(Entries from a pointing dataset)
============

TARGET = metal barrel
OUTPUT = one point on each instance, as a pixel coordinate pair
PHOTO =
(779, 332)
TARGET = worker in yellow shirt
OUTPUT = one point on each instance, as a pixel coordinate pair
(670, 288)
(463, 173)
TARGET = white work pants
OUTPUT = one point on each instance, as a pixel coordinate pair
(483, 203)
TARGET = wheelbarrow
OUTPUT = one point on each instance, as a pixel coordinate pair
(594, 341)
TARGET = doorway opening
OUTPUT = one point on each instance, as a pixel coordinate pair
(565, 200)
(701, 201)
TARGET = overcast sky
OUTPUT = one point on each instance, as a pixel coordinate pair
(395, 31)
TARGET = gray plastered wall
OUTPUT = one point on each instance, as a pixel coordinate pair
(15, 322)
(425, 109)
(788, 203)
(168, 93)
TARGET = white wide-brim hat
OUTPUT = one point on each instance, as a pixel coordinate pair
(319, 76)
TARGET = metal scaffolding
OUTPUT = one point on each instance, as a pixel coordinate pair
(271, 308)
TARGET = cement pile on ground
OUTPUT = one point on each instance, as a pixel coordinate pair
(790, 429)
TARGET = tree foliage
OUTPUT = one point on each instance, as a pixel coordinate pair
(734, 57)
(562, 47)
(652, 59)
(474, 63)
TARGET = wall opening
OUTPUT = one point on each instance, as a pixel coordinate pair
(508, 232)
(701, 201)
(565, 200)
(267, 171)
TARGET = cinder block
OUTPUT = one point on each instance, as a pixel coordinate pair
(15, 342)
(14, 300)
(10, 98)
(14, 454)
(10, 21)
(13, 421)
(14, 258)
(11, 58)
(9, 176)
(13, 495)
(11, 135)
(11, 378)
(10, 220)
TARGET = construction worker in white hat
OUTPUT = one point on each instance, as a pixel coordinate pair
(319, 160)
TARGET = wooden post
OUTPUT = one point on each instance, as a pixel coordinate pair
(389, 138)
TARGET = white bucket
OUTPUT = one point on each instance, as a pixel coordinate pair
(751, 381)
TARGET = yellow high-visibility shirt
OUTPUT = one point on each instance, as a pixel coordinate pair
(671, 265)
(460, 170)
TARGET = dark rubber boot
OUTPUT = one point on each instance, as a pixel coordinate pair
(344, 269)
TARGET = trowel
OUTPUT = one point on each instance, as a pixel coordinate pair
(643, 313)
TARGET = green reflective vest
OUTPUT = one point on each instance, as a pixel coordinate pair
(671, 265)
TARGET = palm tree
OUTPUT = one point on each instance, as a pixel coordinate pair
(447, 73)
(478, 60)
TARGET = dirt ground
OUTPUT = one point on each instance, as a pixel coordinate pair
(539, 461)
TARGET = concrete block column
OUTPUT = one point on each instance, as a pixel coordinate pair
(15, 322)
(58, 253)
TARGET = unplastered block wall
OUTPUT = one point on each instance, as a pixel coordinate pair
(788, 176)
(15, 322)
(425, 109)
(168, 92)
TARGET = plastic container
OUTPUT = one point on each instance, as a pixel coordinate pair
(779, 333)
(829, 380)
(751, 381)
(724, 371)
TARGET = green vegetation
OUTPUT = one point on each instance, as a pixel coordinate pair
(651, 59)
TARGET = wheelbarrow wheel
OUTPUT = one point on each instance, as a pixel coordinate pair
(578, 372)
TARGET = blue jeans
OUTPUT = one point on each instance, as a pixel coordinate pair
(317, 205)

============

Job:
Please quote every record above exactly as it appears.

Full answer:
TARGET = metal barrel
OUTPUT = one point on each instance, as a pixel coordinate pair
PHOTO =
(779, 332)
TARGET = worker in yellow shirt
OUTPUT = one point on each instance, as a pixel coordinate pair
(670, 288)
(463, 173)
TARGET = white work pants
OUTPUT = one point on each instance, as a pixel coordinate pair
(483, 203)
TARGET = wheelbarrow
OUTPUT = one point on each instance, as a pixel coordinate pair
(594, 341)
TARGET = doorway opening
OUTPUT = one point on each instance, as a pixel coordinate pair
(565, 200)
(701, 201)
TARGET = overcast sky
OUTPUT = one point on each instance, as a pixel coordinate pair
(395, 31)
TARGET = gray plastered wall
OUTPUT = one point on each instance, as a pixel coordinate pair
(15, 322)
(425, 109)
(788, 203)
(168, 93)
TARGET = white wide-brim hat
OUTPUT = one point on each instance, as a pixel coordinate pair
(319, 76)
TARGET = metal scaffolding
OUTPUT = one point on each instance, as a pixel coordinate pair
(271, 308)
TARGET = cement pile on ground
OUTPUT = one point on each instance, as a pixel coordinate pair
(790, 429)
TARGET = tree foliage
OUTPUT = one point on each instance, as a pixel coordinate pair
(734, 57)
(562, 47)
(652, 59)
(474, 63)
TARGET = wall opening
OUTPUT = one point on each instance, as a pixel coordinate pair
(508, 232)
(701, 201)
(565, 200)
(267, 171)
TARGET = cinder block
OUTPUT = one point on each instance, as a pixel coordinate pair
(15, 342)
(14, 300)
(10, 98)
(14, 454)
(10, 21)
(13, 421)
(14, 258)
(11, 58)
(9, 176)
(13, 495)
(11, 135)
(11, 378)
(10, 220)
TARGET = construction worker in white hat
OUTPUT = one point on each instance, as a pixel coordinate pair
(319, 160)
TARGET = wooden post
OUTPUT = one point on each instance, as a pixel coordinate pair
(389, 138)
TARGET = white bucket
OUTPUT = one point on each instance, as a pixel coordinate pair
(751, 381)
TARGET = yellow high-visibility shirt
OUTPUT = one point on each instance, as a pixel coordinate pair
(671, 265)
(460, 170)
TARGET = dark rubber boot
OUTPUT = one point on each instance, as a pixel coordinate pair
(344, 269)
TARGET = trowel
OUTPUT = one point on each instance, as a pixel coordinate pair
(643, 313)
TARGET = green reflective vest
OUTPUT = one point on each instance, as a pixel coordinate pair
(671, 265)
TARGET = palm tree
OUTPUT = one point on each instance, as a pixel coordinate pair
(447, 73)
(478, 60)
TARGET = dirt ground
OUTPUT = one point on each instance, as a pixel coordinate pair
(539, 461)
TARGET = concrete block column
OUTPUT = one point on each instance, as a pixel coordinate pair
(15, 322)
(58, 253)
TARGET = unplastered block wall
OUTPUT = one point on each instance, as a pixel coordinate pair
(788, 176)
(15, 322)
(425, 109)
(168, 92)
TARGET = plastic container
OUTPUT = one point on each instance, as a pixel coordinate pair
(779, 333)
(829, 380)
(751, 381)
(724, 371)
TARGET = green vegetation
OUTPUT = one point on each instance, as a pixel coordinate pair
(651, 59)
TARGET = wheelbarrow wheel
OUTPUT = one point on each instance, as a pixel coordinate pair
(578, 372)
TARGET = blue jeans
OUTPUT = one point on each instance, as a pixel coordinate pair
(317, 205)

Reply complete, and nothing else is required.